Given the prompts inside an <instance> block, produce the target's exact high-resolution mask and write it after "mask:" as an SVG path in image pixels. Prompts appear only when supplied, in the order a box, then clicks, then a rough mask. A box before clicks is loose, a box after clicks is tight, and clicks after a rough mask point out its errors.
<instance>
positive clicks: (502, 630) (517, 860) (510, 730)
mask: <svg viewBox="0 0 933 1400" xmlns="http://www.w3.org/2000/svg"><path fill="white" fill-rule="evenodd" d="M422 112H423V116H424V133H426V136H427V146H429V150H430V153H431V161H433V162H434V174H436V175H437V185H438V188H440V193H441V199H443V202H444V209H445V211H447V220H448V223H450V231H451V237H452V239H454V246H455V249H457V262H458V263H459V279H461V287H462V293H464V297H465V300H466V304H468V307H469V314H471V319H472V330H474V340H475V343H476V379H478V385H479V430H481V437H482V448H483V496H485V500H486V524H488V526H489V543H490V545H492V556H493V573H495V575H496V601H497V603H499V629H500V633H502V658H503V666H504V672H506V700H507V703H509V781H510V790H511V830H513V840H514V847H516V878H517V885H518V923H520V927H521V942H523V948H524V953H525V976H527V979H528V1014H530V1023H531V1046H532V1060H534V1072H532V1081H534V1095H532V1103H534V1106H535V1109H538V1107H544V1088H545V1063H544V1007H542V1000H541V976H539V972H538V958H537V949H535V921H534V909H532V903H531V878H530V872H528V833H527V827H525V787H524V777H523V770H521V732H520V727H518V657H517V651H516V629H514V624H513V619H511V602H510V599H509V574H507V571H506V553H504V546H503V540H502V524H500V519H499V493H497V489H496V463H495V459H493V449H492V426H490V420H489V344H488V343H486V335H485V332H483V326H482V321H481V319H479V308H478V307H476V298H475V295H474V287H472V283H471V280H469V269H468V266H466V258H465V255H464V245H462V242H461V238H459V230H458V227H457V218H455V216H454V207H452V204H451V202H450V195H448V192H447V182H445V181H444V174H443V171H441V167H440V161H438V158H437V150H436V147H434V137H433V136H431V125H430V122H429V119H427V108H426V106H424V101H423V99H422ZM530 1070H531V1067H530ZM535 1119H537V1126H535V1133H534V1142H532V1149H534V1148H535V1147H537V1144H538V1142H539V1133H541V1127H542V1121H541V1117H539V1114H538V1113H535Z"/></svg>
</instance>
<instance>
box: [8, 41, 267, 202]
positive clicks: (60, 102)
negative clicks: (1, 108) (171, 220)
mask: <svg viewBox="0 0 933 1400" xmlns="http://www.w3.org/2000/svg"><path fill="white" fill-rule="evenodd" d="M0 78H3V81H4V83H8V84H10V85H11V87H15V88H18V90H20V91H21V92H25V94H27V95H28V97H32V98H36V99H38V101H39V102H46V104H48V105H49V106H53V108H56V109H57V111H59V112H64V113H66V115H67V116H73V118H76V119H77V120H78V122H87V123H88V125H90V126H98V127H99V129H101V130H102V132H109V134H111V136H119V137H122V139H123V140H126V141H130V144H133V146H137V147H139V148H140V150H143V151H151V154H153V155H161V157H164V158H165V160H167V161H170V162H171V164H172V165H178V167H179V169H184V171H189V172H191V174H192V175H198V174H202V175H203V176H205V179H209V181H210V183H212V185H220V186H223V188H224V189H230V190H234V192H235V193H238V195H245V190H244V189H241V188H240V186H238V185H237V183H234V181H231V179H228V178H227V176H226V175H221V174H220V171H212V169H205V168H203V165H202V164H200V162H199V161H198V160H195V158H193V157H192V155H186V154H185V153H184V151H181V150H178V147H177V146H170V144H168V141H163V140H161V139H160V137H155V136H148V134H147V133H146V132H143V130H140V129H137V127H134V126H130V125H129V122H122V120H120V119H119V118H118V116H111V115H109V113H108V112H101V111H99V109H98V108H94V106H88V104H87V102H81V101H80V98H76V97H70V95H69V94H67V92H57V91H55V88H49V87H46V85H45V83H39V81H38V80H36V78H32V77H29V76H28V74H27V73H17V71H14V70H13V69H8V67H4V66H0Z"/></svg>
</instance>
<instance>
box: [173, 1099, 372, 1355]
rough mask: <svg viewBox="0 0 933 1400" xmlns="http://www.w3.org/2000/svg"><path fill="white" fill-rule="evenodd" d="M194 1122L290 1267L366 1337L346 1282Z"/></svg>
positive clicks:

_What the task requires_. Could you output every line of the listing above as a JSON list of strings, one string per line, with blank lines left out?

_Your solution_.
[
  "Given the prompts inside an <instance> block, produce the target's exact high-resolution mask and write it after \"mask:\" as an SVG path in image pixels. Prompts appear only when supplied, in the order a box, then clicks, then a rough mask. A box before clicks is loose, a box after clicks is tight, and clicks after a rough mask point out its errors.",
  "<instance>",
  "positive clicks: (502, 630) (517, 860) (510, 730)",
  "mask: <svg viewBox=\"0 0 933 1400\" xmlns=\"http://www.w3.org/2000/svg\"><path fill=\"white\" fill-rule=\"evenodd\" d=\"M422 112H423V116H424V133H426V136H427V146H429V150H430V153H431V161H433V162H434V174H436V175H437V185H438V188H440V193H441V199H443V202H444V209H445V211H447V220H448V223H450V231H451V237H452V239H454V246H455V249H457V262H458V263H459V279H461V287H462V293H464V297H465V300H466V304H468V307H469V314H471V319H472V330H474V340H475V343H476V379H478V385H479V430H481V437H482V448H483V496H485V500H486V524H488V526H489V543H490V545H492V556H493V573H495V575H496V601H497V603H499V629H500V633H502V658H503V666H504V672H506V700H507V703H509V781H510V790H511V830H513V840H514V847H516V878H517V885H518V923H520V927H521V942H523V948H524V953H525V976H527V979H528V1014H530V1023H531V1046H532V1060H534V1072H532V1081H534V1095H532V1103H534V1106H535V1109H538V1107H544V1088H545V1063H544V1007H542V1000H541V976H539V972H538V958H537V949H535V921H534V909H532V903H531V878H530V872H528V833H527V827H525V787H524V777H523V770H521V732H520V727H518V657H517V651H516V629H514V624H513V619H511V602H510V599H509V574H507V571H506V553H504V546H503V540H502V524H500V519H499V493H497V489H496V463H495V459H493V449H492V426H490V420H489V344H488V343H486V335H485V332H483V326H482V321H481V319H479V308H478V307H476V298H475V295H474V287H472V283H471V280H469V269H468V266H466V258H465V255H464V245H462V242H461V238H459V230H458V227H457V218H455V216H454V207H452V204H451V202H450V195H448V192H447V182H445V181H444V174H443V171H441V167H440V161H438V158H437V150H436V147H434V137H433V136H431V125H430V122H429V119H427V108H426V106H424V101H423V99H422ZM530 1070H531V1067H530ZM535 1119H537V1126H535V1133H534V1142H532V1149H534V1148H535V1147H537V1144H538V1142H539V1133H541V1127H542V1121H541V1117H539V1114H538V1113H535Z\"/></svg>",
  "</instance>",
  "<instance>",
  "box: [8, 41, 267, 202]",
  "positive clicks: (60, 102)",
  "negative clicks: (1, 108) (171, 220)",
  "mask: <svg viewBox=\"0 0 933 1400\" xmlns=\"http://www.w3.org/2000/svg\"><path fill=\"white\" fill-rule=\"evenodd\" d=\"M0 78H3V81H4V83H8V84H10V85H11V87H15V88H18V90H20V91H21V92H25V94H27V95H28V97H32V98H36V99H38V101H39V102H46V104H48V105H49V106H53V108H56V109H57V111H59V112H64V113H66V115H67V116H73V118H76V119H77V120H78V122H87V123H88V125H90V126H98V127H99V129H101V130H102V132H109V134H111V136H119V137H122V139H123V140H126V141H130V144H133V146H137V147H139V148H140V150H143V151H151V154H153V155H161V157H164V158H165V160H167V161H170V162H171V164H172V165H178V167H179V169H184V171H189V172H191V174H192V175H198V174H202V175H203V176H205V179H209V181H210V183H212V185H220V186H223V188H224V189H230V190H234V192H235V193H238V195H245V190H244V189H241V188H240V186H238V185H237V183H234V181H231V179H228V178H227V176H226V175H221V174H220V171H212V169H205V168H203V165H202V164H200V162H199V161H198V160H195V158H193V157H192V155H186V154H185V153H184V151H181V150H178V147H177V146H170V144H168V141H163V140H161V139H160V137H155V136H148V134H147V133H146V132H143V130H140V129H137V127H134V126H130V125H129V122H122V120H120V119H119V118H118V116H111V115H109V113H108V112H101V111H99V109H98V108H94V106H88V104H87V102H81V101H80V98H76V97H70V95H69V94H67V92H57V91H55V88H49V87H46V85H45V83H39V81H38V80H36V78H32V77H29V76H28V74H27V73H17V71H14V70H13V69H8V67H4V66H0Z\"/></svg>",
  "</instance>",
  "<instance>",
  "box: [173, 1099, 372, 1355]",
  "rough mask: <svg viewBox=\"0 0 933 1400\" xmlns=\"http://www.w3.org/2000/svg\"><path fill=\"white\" fill-rule=\"evenodd\" d=\"M194 1122L290 1267L366 1337L346 1282Z\"/></svg>",
  "positive clicks:"
]